#### WHAT YOU NEED TO DO:
Please find each line in the records below that contains the word "Class" and copy those lines out.

(Dataset entries)
· · ·

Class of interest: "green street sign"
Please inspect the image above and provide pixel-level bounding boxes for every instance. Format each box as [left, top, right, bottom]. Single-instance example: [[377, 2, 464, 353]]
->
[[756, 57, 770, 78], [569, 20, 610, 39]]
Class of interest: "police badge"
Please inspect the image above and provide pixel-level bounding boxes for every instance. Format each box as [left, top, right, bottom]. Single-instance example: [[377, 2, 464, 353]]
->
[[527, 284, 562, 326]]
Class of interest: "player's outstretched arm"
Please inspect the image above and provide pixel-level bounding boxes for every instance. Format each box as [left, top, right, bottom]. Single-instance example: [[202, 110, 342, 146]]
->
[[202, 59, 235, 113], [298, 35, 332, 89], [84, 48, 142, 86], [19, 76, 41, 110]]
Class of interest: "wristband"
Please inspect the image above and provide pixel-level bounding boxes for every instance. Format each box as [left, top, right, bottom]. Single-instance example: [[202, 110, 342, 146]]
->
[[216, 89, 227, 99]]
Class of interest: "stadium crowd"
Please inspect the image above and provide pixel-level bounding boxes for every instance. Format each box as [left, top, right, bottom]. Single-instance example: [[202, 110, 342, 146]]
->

· · ·

#### ANSWER FOR THE TASK:
Class of interest: "green street sign"
Class of interest: "police badge"
Class of interest: "player's outstretched arm"
Class of interest: "wristband"
Class of interest: "stadium crowd"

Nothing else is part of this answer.